**** ENTRIES SUPPLIED ****

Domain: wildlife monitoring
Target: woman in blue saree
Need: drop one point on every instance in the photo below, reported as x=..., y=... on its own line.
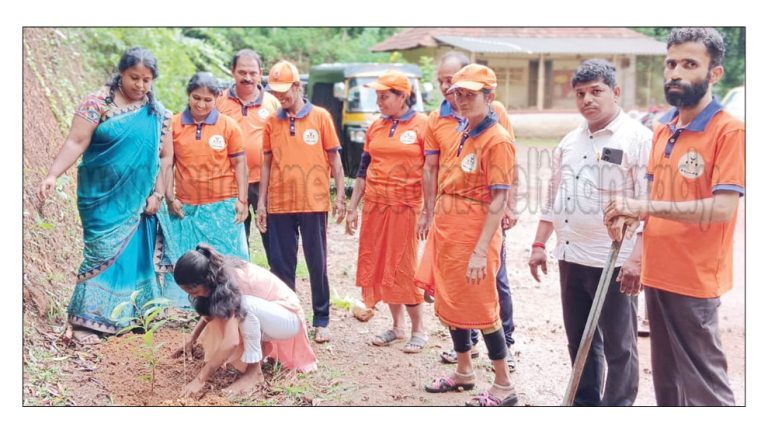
x=124, y=138
x=210, y=183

****

Return the records verbatim, minus pictures.

→ EXERCISE ANSWER
Domain: wildlife monitoring
Target: woman in blue saree
Need: drop one point on every instance in the photo below, reported as x=..., y=... on its own line.
x=124, y=138
x=210, y=183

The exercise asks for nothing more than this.